-- START OF Text segment --

On Nov 5, 2006, at 00:23, Elliotte Harold wrote:
Anne van Kesteren wrote:
On Sat, 04 Nov 2006 22:56:35 +0100, Elliotte Harold
<[EMAIL PROTECTED]> wrote:
I've no idea about XForms, but the plan for MathML is that you
can write it without bothering about namespaces, but that it
ends up having namespaces in the DOM.
Like hell it doesn't matter! A DOM doesn't travel over the network.
The serialized form does.
Anne is talking about the text/html serialization, which is supposed
to be parsed using an HTML5 parser. It is a special-purpose
alternative serialization for a subset of possible infosets--like
RELAX NG Compact Syntax. Please ignore the superficial syntactic
similarity to XML 1.0.
The DOM is one possible local model used to process the document on
one system. My tools may or may not be based on the DOM, but
they're going to start by receiving an actual XML instance. We can
use TagSoup to fudge HTML, but if you I want to handle MathML, SVG,
and other things in it, That instance had better be namespace well-
formed, and it had better use the right names for the right things,
both local and qualified.

-- END OF Text segment --
-- START OF Dataset entries --

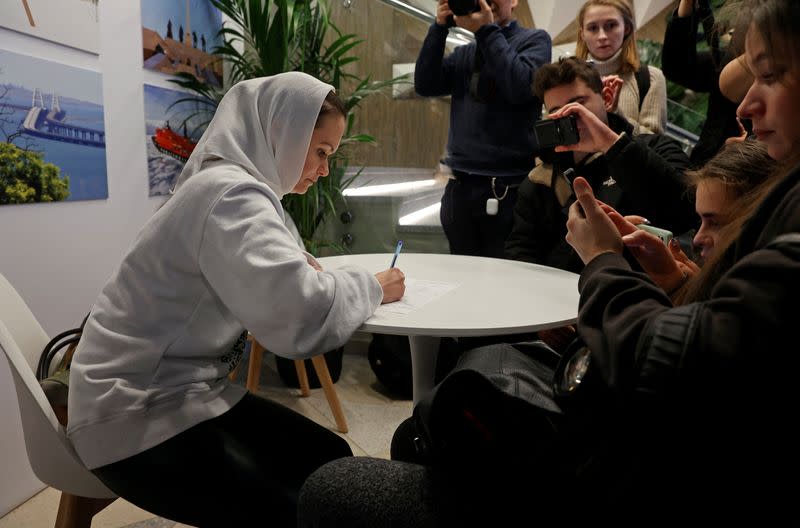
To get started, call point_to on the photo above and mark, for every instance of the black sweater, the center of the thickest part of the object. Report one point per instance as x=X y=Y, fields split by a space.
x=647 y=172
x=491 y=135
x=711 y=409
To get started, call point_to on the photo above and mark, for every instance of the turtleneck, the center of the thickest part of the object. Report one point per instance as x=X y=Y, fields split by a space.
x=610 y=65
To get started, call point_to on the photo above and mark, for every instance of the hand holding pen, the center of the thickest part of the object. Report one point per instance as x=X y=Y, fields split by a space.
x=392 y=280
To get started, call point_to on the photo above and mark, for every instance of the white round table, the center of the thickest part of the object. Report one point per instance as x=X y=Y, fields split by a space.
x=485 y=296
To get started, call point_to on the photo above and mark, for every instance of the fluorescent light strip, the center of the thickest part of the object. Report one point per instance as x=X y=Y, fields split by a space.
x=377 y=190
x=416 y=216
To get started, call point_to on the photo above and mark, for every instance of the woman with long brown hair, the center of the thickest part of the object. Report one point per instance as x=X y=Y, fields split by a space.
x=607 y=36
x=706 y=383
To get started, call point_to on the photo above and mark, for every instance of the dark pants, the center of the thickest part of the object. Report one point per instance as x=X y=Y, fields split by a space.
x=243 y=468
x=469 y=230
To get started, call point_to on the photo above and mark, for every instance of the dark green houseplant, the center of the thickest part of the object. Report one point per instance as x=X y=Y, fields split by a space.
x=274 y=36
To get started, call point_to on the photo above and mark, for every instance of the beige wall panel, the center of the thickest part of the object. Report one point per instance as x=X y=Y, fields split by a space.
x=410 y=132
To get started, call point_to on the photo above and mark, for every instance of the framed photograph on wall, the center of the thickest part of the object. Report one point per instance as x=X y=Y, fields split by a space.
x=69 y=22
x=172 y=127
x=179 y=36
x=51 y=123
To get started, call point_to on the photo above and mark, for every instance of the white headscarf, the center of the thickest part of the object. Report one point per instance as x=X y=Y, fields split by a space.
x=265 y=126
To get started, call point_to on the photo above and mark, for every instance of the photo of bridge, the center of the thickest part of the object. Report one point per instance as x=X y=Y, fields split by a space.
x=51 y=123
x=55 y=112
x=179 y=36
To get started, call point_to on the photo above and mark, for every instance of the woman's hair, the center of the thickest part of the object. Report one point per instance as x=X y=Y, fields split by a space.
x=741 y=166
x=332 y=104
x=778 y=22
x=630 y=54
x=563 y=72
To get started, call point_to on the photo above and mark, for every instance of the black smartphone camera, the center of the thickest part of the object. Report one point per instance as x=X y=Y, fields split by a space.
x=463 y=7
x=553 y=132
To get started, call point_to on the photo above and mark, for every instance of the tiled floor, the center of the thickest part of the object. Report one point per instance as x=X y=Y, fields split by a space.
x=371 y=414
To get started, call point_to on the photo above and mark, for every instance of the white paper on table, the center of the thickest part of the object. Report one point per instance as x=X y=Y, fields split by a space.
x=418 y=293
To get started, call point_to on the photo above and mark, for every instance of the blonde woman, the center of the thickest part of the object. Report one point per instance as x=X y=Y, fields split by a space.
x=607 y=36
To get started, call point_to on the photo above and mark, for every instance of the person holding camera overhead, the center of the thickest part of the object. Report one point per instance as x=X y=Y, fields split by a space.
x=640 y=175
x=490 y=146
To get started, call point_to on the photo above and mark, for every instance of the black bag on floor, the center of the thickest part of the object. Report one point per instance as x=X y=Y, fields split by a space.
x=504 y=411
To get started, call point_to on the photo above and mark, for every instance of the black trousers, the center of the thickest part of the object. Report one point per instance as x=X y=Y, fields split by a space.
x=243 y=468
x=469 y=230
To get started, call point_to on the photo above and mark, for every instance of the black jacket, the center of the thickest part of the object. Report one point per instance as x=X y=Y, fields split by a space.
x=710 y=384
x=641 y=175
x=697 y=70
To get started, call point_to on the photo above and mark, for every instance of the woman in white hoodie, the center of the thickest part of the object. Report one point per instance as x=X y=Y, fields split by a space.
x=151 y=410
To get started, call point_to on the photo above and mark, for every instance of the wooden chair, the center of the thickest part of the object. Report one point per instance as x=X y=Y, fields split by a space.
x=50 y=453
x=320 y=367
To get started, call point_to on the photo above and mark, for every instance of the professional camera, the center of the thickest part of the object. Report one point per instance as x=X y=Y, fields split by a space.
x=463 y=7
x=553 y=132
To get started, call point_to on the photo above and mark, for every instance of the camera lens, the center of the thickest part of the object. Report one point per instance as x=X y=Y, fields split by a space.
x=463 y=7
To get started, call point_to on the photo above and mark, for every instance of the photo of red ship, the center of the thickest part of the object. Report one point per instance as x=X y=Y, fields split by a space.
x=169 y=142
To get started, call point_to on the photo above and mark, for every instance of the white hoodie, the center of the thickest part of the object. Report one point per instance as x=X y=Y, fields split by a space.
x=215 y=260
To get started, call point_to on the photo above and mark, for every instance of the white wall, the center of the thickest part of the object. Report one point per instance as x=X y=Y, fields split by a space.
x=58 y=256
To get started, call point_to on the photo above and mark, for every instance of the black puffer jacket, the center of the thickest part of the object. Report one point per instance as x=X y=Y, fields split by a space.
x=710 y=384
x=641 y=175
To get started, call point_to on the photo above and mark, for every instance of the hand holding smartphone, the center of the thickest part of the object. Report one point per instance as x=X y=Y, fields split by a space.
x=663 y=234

-- END OF Dataset entries --
-- START OF Dataset entries --

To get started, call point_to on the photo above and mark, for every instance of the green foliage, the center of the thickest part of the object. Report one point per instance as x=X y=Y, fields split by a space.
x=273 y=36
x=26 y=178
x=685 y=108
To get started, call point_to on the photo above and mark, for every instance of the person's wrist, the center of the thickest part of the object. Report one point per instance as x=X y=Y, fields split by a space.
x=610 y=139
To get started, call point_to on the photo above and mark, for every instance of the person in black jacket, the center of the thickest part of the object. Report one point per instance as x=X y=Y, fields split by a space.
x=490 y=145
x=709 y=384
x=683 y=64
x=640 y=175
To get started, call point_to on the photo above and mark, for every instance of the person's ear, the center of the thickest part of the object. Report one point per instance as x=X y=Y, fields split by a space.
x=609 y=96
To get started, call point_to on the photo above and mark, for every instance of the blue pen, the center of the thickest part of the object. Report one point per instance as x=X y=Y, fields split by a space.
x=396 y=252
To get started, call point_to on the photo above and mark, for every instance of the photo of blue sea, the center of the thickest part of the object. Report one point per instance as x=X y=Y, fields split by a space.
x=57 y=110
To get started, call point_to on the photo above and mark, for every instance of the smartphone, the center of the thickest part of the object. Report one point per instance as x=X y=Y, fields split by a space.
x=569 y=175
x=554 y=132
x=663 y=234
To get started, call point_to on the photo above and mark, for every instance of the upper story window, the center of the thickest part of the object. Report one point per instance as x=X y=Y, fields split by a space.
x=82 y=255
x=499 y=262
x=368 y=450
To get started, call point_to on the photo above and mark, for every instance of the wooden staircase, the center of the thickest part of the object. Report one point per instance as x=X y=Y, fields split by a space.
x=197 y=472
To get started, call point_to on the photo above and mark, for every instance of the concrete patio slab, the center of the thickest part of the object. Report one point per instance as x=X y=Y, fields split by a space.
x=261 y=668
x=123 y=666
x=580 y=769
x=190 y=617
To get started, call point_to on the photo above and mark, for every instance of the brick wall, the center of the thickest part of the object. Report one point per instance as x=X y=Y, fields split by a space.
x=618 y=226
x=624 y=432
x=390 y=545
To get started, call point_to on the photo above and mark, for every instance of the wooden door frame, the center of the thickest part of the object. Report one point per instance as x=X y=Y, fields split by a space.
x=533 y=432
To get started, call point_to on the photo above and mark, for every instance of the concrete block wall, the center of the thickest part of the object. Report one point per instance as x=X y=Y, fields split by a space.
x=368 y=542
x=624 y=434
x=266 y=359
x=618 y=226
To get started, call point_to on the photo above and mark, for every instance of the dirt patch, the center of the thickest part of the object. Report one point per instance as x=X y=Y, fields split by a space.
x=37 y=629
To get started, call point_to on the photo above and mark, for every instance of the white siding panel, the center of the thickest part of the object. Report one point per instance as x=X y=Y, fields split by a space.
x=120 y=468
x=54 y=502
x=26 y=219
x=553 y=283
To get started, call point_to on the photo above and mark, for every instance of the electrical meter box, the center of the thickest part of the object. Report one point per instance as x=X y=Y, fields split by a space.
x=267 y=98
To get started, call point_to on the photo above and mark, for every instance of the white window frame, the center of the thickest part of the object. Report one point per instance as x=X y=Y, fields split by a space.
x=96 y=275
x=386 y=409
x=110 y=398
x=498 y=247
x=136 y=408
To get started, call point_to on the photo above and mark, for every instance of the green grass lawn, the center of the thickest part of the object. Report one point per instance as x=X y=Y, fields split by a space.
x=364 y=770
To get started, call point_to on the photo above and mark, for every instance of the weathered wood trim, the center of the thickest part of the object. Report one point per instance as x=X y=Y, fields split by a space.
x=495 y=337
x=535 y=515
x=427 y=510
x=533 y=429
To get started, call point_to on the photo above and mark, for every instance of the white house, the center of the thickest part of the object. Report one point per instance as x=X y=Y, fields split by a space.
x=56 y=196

-- END OF Dataset entries --

▶ _Problem requirements_:
Write what comes next in the email exchange about MathML, namespaces and the text/html serialization, starting after its last sentence.

▶ _Reply_:
He wasn't talking about chameleon namespaces but about the absence of
namespace *syntax* in the text/html serialization. The HTML5 parser
is expected to put stuff in the right (non-chameleon) namespaces.
I don't think an HTML5 parser needs to synthetize qualified names.
Let's just make the equal to local name in APIs that have a hole to
fill. XML processing is broken anyway if the code is looking at
qNames rather than the (namespace, local name) pair.
This isn't about chameleon namespaces. (Also I am opposed to
chameleon namespaces.)
P.S. Since the HTML5 parsing algorithm assumes that it can require
DOM nodes to be moved or appended higher up in the document, I don't
expect Tag Soup to ever become a fully conforming HTML5 parser if it
is to remain SAX streamability instead of buffering everything in a
tree first. Chances are that users of Tag Soup will appreciate
streamability more than interop with browsers when it comes to the
handling of non-conforming documents.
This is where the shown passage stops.